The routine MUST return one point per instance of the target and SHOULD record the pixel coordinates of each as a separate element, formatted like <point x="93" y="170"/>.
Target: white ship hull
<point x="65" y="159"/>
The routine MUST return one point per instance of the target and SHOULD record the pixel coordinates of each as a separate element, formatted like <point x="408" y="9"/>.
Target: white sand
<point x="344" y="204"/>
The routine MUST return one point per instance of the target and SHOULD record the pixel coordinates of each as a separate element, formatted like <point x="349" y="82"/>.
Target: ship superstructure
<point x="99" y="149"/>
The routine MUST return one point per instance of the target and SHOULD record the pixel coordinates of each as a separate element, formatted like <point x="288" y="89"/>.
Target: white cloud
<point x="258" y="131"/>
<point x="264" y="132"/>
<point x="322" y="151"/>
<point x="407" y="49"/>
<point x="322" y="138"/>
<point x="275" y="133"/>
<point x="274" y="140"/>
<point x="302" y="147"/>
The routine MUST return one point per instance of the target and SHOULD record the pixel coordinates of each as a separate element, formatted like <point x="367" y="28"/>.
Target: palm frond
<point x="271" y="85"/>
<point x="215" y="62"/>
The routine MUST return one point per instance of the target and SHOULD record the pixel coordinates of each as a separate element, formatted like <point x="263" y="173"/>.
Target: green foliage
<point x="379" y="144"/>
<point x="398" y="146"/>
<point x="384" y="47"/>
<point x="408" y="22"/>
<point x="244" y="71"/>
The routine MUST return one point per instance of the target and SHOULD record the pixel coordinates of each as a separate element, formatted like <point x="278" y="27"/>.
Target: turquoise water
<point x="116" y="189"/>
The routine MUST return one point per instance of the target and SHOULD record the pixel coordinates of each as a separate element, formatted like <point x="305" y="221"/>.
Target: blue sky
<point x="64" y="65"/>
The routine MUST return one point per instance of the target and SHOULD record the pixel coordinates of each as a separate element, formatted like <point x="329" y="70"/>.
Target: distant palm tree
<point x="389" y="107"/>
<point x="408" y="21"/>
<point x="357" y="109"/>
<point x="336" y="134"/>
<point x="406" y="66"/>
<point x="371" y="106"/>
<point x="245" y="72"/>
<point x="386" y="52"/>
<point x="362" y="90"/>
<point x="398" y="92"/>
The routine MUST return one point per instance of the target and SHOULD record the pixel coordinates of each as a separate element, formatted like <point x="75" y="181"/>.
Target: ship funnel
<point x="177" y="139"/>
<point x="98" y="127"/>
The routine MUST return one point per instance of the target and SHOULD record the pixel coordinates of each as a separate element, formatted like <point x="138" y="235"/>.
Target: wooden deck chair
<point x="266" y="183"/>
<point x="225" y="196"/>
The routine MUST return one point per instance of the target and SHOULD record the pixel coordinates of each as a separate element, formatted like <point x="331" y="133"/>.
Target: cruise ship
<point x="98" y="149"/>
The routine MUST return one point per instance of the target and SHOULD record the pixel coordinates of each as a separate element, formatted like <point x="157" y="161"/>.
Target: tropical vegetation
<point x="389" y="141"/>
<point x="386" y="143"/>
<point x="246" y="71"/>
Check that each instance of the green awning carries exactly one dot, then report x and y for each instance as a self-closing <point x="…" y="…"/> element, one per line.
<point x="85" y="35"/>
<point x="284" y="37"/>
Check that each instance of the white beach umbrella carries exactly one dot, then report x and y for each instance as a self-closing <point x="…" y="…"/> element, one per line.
=-=-=
* [Set problem]: Repeat only the lines from the one holding "Check that each instance of the green" through the last line of the data.

* [Answer to this exercise]:
Check that each instance of the green awning carries exactly one dot, then report x and y for each instance as a self-closing <point x="…" y="…"/> element, one per line.
<point x="85" y="35"/>
<point x="284" y="37"/>
Check that each instance of the white beach umbrella carries exactly one dot, then report x and y for each instance as a self-closing <point x="…" y="…"/> element, one per line.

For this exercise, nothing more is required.